## [WHAT IS EXPECTED]
How many lines in the data below contain the string "green", counting only matches in the same case? Reply with the number alone.

## [SUPPLIED DATA]
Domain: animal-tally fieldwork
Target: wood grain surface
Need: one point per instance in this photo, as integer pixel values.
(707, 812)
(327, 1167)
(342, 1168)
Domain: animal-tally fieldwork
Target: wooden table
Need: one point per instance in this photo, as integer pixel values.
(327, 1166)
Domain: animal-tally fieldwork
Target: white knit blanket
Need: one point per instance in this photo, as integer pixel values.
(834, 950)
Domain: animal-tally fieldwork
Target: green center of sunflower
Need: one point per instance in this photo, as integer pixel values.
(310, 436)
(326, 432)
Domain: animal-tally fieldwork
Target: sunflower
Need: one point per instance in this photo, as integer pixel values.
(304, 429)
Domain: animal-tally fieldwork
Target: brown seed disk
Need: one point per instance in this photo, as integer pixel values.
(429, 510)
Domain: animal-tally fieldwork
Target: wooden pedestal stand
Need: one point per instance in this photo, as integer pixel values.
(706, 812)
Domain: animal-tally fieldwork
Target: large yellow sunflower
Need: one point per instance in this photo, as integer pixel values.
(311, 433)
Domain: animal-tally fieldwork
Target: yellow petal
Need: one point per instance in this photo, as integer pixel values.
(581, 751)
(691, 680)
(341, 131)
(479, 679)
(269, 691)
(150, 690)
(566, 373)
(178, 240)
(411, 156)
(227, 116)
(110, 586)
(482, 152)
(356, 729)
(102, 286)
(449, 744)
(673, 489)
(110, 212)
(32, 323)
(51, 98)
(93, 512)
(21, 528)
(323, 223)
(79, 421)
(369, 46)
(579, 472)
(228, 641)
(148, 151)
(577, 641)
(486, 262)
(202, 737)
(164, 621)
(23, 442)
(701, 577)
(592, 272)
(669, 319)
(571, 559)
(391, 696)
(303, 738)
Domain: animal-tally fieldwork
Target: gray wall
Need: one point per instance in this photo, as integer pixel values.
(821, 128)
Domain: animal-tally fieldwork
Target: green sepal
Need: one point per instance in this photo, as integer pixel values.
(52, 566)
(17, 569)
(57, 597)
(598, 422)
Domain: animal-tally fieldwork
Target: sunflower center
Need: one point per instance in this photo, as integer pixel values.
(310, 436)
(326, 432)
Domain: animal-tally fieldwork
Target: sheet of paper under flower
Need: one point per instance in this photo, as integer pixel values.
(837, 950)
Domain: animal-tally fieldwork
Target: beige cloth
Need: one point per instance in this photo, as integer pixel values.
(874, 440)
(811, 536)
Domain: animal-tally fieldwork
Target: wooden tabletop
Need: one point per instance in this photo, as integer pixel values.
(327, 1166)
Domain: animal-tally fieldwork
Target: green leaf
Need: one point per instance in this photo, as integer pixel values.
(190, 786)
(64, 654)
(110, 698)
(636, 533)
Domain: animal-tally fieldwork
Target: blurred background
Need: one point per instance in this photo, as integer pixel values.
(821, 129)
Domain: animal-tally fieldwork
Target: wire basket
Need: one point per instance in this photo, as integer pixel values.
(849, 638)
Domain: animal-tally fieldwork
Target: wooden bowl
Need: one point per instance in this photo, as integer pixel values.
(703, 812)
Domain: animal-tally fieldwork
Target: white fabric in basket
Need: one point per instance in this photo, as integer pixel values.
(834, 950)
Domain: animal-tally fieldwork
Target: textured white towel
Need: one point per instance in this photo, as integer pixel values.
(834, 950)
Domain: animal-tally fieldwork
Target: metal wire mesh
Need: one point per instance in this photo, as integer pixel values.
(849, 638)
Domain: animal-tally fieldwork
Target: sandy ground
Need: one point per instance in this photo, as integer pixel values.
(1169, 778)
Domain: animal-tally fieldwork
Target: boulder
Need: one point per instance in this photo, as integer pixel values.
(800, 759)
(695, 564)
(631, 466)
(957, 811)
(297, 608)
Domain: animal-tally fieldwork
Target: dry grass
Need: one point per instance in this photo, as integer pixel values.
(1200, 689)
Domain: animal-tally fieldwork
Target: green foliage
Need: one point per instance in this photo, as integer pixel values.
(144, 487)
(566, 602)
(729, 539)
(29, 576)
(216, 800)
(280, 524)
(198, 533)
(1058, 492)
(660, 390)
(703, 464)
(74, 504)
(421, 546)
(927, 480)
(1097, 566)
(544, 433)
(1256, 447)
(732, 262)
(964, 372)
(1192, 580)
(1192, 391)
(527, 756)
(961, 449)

## [RESPONSE TO THIS EXERCISE]
4